Aim of the exercise: Each image should be skipped while the records are restated word for word.

Extracted records:
···
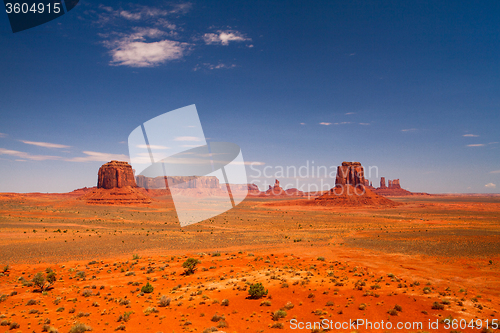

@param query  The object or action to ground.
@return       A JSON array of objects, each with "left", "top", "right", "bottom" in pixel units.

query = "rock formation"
[
  {"left": 379, "top": 177, "right": 387, "bottom": 189},
  {"left": 136, "top": 175, "right": 219, "bottom": 190},
  {"left": 335, "top": 162, "right": 365, "bottom": 187},
  {"left": 98, "top": 161, "right": 137, "bottom": 189},
  {"left": 388, "top": 179, "right": 401, "bottom": 189},
  {"left": 79, "top": 161, "right": 152, "bottom": 205},
  {"left": 265, "top": 179, "right": 285, "bottom": 195},
  {"left": 313, "top": 162, "right": 397, "bottom": 206}
]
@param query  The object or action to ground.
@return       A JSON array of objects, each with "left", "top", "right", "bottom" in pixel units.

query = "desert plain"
[{"left": 0, "top": 192, "right": 499, "bottom": 333}]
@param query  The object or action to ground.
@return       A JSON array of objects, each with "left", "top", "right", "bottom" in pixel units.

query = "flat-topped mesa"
[
  {"left": 136, "top": 175, "right": 219, "bottom": 189},
  {"left": 98, "top": 161, "right": 137, "bottom": 189},
  {"left": 335, "top": 162, "right": 365, "bottom": 187},
  {"left": 388, "top": 179, "right": 401, "bottom": 189}
]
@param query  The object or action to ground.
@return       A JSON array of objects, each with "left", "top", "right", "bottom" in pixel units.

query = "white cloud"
[
  {"left": 490, "top": 170, "right": 500, "bottom": 174},
  {"left": 489, "top": 142, "right": 499, "bottom": 145},
  {"left": 0, "top": 148, "right": 61, "bottom": 161},
  {"left": 137, "top": 144, "right": 169, "bottom": 150},
  {"left": 0, "top": 133, "right": 7, "bottom": 138},
  {"left": 401, "top": 128, "right": 417, "bottom": 132},
  {"left": 203, "top": 30, "right": 251, "bottom": 45},
  {"left": 485, "top": 183, "right": 496, "bottom": 188},
  {"left": 66, "top": 151, "right": 130, "bottom": 163},
  {"left": 206, "top": 63, "right": 236, "bottom": 70},
  {"left": 335, "top": 122, "right": 352, "bottom": 125},
  {"left": 466, "top": 144, "right": 485, "bottom": 147},
  {"left": 463, "top": 134, "right": 479, "bottom": 137},
  {"left": 359, "top": 123, "right": 370, "bottom": 125},
  {"left": 345, "top": 112, "right": 355, "bottom": 115},
  {"left": 175, "top": 136, "right": 203, "bottom": 142},
  {"left": 300, "top": 123, "right": 306, "bottom": 125},
  {"left": 108, "top": 31, "right": 188, "bottom": 67},
  {"left": 232, "top": 161, "right": 265, "bottom": 166},
  {"left": 20, "top": 140, "right": 70, "bottom": 149},
  {"left": 319, "top": 122, "right": 331, "bottom": 126}
]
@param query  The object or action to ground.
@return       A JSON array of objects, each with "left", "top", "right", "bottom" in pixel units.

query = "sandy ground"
[{"left": 0, "top": 193, "right": 499, "bottom": 332}]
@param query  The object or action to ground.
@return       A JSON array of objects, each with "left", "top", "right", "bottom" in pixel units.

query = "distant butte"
[{"left": 313, "top": 161, "right": 397, "bottom": 206}]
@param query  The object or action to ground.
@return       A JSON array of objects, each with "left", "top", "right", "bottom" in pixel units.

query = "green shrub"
[
  {"left": 141, "top": 282, "right": 154, "bottom": 294},
  {"left": 248, "top": 283, "right": 268, "bottom": 299},
  {"left": 182, "top": 258, "right": 200, "bottom": 275},
  {"left": 271, "top": 309, "right": 287, "bottom": 321}
]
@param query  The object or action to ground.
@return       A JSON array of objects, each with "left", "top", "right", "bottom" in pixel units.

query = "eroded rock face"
···
Result of the task:
@param query  The object or action to ground.
@return       A JSON array of objects, each with "left", "top", "right", "bottom" in pixel units.

query = "rock formation"
[
  {"left": 379, "top": 177, "right": 387, "bottom": 189},
  {"left": 136, "top": 175, "right": 219, "bottom": 190},
  {"left": 335, "top": 162, "right": 365, "bottom": 187},
  {"left": 98, "top": 161, "right": 137, "bottom": 189},
  {"left": 388, "top": 179, "right": 401, "bottom": 189},
  {"left": 79, "top": 161, "right": 152, "bottom": 205},
  {"left": 265, "top": 179, "right": 285, "bottom": 195},
  {"left": 313, "top": 162, "right": 397, "bottom": 206}
]
@param query  The object or action to ground.
@return       A JSON array of objects, each with "left", "top", "right", "bottom" in pixel units.

query = "desert plain"
[{"left": 0, "top": 192, "right": 499, "bottom": 333}]
@param query  The object or action to ground.
@return       A JSON array of objects, each with "left", "top", "right", "bottom" in pixel units.

query = "flat-topped mesa"
[
  {"left": 136, "top": 175, "right": 219, "bottom": 189},
  {"left": 98, "top": 161, "right": 137, "bottom": 189},
  {"left": 335, "top": 162, "right": 365, "bottom": 187},
  {"left": 388, "top": 179, "right": 401, "bottom": 189}
]
@param query  The object or action to ground.
@return       A JSON array of objects, each with "left", "top", "right", "bottom" in pixel units.

query = "white cloud"
[
  {"left": 490, "top": 170, "right": 500, "bottom": 174},
  {"left": 489, "top": 142, "right": 499, "bottom": 145},
  {"left": 0, "top": 148, "right": 61, "bottom": 161},
  {"left": 137, "top": 144, "right": 169, "bottom": 150},
  {"left": 0, "top": 133, "right": 7, "bottom": 138},
  {"left": 401, "top": 128, "right": 417, "bottom": 132},
  {"left": 203, "top": 30, "right": 251, "bottom": 45},
  {"left": 485, "top": 183, "right": 496, "bottom": 188},
  {"left": 66, "top": 151, "right": 130, "bottom": 163},
  {"left": 206, "top": 63, "right": 236, "bottom": 70},
  {"left": 335, "top": 122, "right": 352, "bottom": 125},
  {"left": 466, "top": 144, "right": 485, "bottom": 147},
  {"left": 463, "top": 134, "right": 479, "bottom": 137},
  {"left": 359, "top": 123, "right": 370, "bottom": 125},
  {"left": 345, "top": 112, "right": 355, "bottom": 115},
  {"left": 175, "top": 136, "right": 203, "bottom": 142},
  {"left": 300, "top": 123, "right": 306, "bottom": 125},
  {"left": 108, "top": 31, "right": 188, "bottom": 67},
  {"left": 232, "top": 161, "right": 265, "bottom": 166},
  {"left": 20, "top": 140, "right": 70, "bottom": 149},
  {"left": 319, "top": 122, "right": 331, "bottom": 126}
]
@param query  The object or action to ground.
@return       A JSON array of objects, each with "left", "top", "right", "bottom" in pixel units.

query = "sandy ground"
[{"left": 0, "top": 193, "right": 499, "bottom": 332}]
@param query  The object or action to ground.
@return       A JSON array of objects, each with "left", "top", "right", "bottom" in pixel units.

query = "distant butte"
[{"left": 313, "top": 161, "right": 397, "bottom": 206}]
@param query  The object or action to ground.
@return       A JSON array of objects, each with "left", "top", "right", "bottom" in pixel units.

query = "green shrub"
[
  {"left": 141, "top": 282, "right": 154, "bottom": 294},
  {"left": 248, "top": 283, "right": 268, "bottom": 299},
  {"left": 182, "top": 258, "right": 200, "bottom": 275},
  {"left": 271, "top": 309, "right": 287, "bottom": 321}
]
@param query  The object or action to ground.
@return       A JSON array of objects, each with "left", "top", "right", "bottom" in pixel units.

query = "eroded rock face"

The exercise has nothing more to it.